**TASK OBJECTIVE**
Reproduce every line of the listing below verbatim, from start to end.

**PROVIDED DATA**

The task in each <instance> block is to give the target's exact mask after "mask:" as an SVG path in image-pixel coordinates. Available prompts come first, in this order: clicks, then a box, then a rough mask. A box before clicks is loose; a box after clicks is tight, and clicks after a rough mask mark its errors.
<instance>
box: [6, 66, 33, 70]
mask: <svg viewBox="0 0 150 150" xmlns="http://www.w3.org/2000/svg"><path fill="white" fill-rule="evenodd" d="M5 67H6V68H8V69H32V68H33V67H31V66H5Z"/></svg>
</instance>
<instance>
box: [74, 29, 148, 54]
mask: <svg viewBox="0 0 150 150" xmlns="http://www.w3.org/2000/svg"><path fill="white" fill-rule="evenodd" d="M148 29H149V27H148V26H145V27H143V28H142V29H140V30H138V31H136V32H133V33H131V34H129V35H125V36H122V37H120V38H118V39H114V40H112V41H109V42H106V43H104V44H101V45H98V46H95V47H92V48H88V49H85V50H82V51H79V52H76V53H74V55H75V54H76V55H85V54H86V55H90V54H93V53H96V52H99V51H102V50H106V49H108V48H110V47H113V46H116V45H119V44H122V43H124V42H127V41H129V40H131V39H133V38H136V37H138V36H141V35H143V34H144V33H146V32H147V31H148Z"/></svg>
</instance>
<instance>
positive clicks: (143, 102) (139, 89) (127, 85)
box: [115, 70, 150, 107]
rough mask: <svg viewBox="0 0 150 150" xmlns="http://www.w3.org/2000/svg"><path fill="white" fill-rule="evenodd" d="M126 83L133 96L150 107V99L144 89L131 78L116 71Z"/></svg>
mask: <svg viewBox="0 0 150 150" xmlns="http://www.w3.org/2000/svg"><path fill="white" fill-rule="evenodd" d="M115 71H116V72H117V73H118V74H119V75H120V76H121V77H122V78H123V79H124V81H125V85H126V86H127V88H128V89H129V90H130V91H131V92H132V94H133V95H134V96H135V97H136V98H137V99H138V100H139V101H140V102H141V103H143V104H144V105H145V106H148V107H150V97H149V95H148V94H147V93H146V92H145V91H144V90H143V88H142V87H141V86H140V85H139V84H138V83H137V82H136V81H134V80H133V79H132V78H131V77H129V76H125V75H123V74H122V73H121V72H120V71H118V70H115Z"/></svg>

**WRITTEN REPLY**
The task in each <instance> block is to give the target's exact mask after "mask:" as an SVG path in image-pixel coordinates. Available prompts come first, in this order: clicks, then a box, then a rough mask. A box before clicks is loose; a box after clicks is tight, and clicks after a rough mask mark its errors.
<instance>
box: [6, 66, 33, 70]
mask: <svg viewBox="0 0 150 150" xmlns="http://www.w3.org/2000/svg"><path fill="white" fill-rule="evenodd" d="M5 67H6V68H8V69H32V68H33V67H31V66H5Z"/></svg>
</instance>
<instance>
box: [74, 29, 148, 54]
mask: <svg viewBox="0 0 150 150" xmlns="http://www.w3.org/2000/svg"><path fill="white" fill-rule="evenodd" d="M148 29H149V27H148V26H145V27H143V28H142V29H140V30H138V31H136V32H133V33H131V34H129V35H125V36H122V37H120V38H118V39H114V40H112V41H109V42H106V43H104V44H101V45H98V46H95V47H92V48H88V49H85V50H82V51H79V52H76V53H74V55H75V54H76V55H85V54H86V55H90V54H93V53H96V52H99V51H102V50H106V49H108V48H110V47H113V46H116V45H119V44H122V43H124V42H127V41H129V40H131V39H133V38H136V37H138V36H141V35H143V34H144V33H146V32H147V31H148Z"/></svg>
</instance>
<instance>
positive clicks: (143, 102) (139, 89) (127, 85)
box: [115, 70, 150, 107]
rough mask: <svg viewBox="0 0 150 150" xmlns="http://www.w3.org/2000/svg"><path fill="white" fill-rule="evenodd" d="M126 83L133 96L150 107V99L144 89L131 78L116 71Z"/></svg>
mask: <svg viewBox="0 0 150 150" xmlns="http://www.w3.org/2000/svg"><path fill="white" fill-rule="evenodd" d="M115 71H116V72H117V73H118V74H119V75H120V76H121V77H122V78H123V79H124V81H125V85H126V86H127V88H128V89H129V90H130V91H131V92H132V94H133V95H134V96H135V97H136V98H137V99H138V100H139V101H140V102H141V103H143V104H144V105H145V106H148V107H150V97H149V95H148V94H147V93H146V92H145V91H144V90H143V88H142V87H141V86H140V85H139V84H138V83H137V82H136V81H134V80H133V79H132V78H131V77H129V76H125V75H123V74H122V73H121V72H120V71H118V70H115Z"/></svg>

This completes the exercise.